TASK DIRECTIONS
Please swap "cumulus cloud" for "cirrus cloud" in the items from the first line through the line with "44), (206, 156)]", and give those lines again with nothing else changed.

Excerpts of pointing data
--
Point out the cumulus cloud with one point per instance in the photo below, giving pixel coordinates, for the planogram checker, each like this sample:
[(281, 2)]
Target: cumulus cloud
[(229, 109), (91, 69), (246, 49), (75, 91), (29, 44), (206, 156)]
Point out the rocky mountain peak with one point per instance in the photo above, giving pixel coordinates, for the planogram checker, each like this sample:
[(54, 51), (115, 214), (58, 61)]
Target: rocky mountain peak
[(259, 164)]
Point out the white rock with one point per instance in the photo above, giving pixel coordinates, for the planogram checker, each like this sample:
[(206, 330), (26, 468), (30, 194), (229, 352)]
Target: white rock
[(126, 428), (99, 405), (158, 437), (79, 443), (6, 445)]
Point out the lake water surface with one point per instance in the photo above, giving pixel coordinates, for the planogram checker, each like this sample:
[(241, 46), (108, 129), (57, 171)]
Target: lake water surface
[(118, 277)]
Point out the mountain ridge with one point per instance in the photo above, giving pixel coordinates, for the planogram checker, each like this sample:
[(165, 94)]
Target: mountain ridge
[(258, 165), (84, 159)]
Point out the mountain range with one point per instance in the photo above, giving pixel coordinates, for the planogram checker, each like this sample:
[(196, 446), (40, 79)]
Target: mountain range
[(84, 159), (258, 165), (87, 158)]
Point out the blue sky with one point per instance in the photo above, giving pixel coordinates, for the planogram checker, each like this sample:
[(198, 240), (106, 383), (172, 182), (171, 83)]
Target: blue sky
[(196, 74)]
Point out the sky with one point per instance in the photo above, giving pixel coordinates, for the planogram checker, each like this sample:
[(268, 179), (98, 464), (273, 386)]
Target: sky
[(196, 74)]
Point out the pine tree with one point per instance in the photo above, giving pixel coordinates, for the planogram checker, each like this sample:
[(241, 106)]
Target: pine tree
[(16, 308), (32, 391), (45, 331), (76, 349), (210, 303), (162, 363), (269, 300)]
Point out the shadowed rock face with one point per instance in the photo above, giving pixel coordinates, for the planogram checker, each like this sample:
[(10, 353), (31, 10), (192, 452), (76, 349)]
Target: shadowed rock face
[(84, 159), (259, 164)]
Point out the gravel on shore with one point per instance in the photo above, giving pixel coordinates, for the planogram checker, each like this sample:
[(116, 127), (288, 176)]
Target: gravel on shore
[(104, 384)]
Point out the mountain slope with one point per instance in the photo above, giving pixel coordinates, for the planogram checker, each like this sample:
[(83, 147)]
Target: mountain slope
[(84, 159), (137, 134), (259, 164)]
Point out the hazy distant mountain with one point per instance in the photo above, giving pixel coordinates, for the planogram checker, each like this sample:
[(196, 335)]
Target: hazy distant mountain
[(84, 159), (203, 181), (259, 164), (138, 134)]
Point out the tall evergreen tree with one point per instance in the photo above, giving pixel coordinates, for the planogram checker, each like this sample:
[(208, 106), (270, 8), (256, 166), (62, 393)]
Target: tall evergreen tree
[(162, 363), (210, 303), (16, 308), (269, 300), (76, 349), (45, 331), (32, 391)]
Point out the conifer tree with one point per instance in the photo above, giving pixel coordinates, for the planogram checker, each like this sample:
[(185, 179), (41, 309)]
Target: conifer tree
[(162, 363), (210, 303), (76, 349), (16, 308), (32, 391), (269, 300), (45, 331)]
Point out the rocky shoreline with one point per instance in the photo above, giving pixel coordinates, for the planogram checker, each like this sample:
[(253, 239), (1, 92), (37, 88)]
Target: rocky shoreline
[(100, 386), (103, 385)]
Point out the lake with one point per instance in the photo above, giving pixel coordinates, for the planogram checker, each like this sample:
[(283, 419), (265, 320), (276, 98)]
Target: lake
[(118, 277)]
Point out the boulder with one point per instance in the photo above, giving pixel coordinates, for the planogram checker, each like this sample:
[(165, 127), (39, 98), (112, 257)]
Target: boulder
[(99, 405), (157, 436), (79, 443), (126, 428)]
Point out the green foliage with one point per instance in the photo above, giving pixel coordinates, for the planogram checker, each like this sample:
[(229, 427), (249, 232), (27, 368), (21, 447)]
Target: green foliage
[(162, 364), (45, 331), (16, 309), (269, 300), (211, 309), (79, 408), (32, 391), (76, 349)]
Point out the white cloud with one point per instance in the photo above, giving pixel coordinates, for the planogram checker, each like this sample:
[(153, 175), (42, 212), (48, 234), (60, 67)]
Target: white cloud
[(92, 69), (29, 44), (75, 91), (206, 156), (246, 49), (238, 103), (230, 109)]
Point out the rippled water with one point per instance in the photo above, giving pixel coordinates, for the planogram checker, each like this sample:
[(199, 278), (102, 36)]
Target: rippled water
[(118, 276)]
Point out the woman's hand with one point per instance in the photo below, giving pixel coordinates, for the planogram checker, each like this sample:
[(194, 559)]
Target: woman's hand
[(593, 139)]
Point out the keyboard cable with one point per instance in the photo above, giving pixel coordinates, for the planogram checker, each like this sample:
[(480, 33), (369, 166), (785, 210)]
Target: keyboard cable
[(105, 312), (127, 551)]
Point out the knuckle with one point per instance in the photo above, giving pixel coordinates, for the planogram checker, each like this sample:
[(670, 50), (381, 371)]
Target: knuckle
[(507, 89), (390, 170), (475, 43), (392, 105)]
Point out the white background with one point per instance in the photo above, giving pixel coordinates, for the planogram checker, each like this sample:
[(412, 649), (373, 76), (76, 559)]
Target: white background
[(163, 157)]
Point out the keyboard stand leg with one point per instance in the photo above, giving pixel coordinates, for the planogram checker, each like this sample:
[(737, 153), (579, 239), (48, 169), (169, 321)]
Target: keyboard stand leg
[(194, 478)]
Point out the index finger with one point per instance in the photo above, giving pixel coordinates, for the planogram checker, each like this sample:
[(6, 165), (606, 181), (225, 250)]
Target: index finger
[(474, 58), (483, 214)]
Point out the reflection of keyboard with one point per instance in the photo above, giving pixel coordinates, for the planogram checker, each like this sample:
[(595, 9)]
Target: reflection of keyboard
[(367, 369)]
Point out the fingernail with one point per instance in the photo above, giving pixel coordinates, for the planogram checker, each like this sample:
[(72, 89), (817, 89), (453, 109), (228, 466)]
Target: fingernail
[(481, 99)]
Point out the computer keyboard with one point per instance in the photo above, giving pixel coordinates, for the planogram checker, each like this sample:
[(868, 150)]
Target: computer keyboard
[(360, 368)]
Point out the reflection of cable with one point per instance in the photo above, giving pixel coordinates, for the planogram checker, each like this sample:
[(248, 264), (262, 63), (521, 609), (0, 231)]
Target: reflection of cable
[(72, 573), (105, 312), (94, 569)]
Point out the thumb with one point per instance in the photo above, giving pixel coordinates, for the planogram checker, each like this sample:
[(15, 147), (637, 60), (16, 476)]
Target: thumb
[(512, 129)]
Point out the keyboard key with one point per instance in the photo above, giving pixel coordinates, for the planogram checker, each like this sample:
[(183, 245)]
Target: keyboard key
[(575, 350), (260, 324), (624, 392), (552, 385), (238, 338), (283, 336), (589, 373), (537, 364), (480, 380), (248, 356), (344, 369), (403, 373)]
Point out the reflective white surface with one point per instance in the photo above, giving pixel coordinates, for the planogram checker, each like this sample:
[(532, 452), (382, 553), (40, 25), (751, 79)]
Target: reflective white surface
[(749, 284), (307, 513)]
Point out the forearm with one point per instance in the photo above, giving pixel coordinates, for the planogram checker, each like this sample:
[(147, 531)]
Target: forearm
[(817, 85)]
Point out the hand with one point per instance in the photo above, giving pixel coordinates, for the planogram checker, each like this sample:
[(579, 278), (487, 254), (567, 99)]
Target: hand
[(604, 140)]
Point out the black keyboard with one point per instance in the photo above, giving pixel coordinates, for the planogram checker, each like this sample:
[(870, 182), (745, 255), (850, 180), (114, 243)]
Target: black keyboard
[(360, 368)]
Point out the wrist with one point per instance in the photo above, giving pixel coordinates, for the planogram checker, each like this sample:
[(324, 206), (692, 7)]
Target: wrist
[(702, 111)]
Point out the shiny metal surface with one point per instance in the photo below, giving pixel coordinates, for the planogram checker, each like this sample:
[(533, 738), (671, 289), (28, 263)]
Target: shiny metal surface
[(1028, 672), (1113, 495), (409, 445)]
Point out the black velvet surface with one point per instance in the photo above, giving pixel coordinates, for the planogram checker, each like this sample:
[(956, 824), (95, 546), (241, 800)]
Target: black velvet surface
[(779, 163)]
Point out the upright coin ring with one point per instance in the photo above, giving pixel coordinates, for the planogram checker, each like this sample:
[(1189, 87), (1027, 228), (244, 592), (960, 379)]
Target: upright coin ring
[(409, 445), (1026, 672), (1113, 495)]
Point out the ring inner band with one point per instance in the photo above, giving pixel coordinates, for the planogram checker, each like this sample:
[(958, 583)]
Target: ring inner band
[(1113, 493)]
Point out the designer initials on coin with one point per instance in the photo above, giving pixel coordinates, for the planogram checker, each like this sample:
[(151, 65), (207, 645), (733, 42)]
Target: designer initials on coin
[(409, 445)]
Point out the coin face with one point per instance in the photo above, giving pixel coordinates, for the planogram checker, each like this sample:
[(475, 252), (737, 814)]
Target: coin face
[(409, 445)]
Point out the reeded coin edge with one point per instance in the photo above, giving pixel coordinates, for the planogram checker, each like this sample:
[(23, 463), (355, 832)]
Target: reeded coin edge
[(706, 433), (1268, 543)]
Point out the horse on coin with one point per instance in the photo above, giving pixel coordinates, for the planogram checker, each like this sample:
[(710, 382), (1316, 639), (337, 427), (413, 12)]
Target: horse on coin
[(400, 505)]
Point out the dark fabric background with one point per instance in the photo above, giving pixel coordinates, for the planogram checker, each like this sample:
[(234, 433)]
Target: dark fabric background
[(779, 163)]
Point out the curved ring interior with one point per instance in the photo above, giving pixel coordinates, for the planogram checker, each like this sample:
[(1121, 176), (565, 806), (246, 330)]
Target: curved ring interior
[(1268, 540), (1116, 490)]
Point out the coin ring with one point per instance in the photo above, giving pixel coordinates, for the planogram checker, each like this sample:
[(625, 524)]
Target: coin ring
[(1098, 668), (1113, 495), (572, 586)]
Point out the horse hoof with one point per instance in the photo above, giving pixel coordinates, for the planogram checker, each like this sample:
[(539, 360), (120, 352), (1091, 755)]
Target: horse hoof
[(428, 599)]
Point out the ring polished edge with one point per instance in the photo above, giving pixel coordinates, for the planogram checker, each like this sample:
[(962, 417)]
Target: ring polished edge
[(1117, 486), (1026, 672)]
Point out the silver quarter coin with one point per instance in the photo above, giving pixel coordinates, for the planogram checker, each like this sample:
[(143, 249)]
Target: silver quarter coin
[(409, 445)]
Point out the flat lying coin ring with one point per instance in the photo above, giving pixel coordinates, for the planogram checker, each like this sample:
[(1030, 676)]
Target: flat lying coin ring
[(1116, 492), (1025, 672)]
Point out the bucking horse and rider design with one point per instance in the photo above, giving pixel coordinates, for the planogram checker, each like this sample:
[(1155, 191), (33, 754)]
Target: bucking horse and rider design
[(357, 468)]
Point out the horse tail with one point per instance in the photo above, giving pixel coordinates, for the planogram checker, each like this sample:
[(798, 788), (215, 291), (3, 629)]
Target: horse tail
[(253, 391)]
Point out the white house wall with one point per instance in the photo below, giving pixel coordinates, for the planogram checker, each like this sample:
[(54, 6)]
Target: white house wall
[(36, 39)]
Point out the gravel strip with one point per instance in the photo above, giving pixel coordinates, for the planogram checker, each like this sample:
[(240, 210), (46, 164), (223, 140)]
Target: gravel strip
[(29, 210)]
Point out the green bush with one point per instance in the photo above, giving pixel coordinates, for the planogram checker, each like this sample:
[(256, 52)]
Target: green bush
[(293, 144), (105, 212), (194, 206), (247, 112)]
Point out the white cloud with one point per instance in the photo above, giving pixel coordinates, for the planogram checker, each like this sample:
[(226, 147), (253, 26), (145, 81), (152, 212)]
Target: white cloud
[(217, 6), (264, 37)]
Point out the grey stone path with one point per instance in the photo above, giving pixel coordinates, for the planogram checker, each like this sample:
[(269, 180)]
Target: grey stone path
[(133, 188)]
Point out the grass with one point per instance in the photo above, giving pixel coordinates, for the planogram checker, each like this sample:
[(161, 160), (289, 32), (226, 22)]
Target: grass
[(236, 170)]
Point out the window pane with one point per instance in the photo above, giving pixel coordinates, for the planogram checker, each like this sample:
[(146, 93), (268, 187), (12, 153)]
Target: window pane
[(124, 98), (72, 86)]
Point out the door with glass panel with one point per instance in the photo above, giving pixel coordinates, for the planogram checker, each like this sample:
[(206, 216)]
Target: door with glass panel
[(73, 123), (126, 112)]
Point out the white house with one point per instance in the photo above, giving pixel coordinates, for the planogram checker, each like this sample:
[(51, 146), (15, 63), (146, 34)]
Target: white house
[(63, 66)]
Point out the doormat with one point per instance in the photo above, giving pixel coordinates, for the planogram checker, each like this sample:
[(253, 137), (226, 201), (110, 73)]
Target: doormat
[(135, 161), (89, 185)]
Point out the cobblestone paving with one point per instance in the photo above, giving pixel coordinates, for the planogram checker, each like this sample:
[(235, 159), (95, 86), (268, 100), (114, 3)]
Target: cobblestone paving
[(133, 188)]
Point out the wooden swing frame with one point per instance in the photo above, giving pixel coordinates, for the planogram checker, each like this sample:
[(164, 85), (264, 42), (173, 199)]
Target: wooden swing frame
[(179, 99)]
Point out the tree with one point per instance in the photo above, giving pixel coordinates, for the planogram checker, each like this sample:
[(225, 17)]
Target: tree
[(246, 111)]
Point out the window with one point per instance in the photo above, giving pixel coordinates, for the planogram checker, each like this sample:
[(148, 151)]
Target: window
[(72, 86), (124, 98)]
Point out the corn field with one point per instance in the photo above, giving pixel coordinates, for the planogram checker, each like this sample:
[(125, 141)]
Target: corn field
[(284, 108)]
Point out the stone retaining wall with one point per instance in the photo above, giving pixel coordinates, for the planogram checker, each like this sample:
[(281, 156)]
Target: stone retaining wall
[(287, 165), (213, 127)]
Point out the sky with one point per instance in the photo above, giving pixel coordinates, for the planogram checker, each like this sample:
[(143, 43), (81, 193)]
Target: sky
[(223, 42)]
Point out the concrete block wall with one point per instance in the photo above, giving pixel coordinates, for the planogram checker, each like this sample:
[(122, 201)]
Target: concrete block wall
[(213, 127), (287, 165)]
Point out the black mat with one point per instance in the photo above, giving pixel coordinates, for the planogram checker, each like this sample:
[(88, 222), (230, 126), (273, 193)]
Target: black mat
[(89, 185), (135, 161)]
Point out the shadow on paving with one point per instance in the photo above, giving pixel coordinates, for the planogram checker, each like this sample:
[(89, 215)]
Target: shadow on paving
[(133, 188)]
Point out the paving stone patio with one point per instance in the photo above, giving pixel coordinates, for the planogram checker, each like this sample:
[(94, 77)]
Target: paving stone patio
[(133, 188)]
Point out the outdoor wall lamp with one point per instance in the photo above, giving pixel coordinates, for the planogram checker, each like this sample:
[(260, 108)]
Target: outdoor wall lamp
--
REPLY TO THE EXERCISE
Point out the cirrus cloud with one point per instance in the photo below, giving pixel coordinates, for the planogram checker, each like this sample:
[(281, 2)]
Target: cirrus cloud
[(229, 109), (91, 69), (246, 49), (75, 91), (29, 44), (206, 156)]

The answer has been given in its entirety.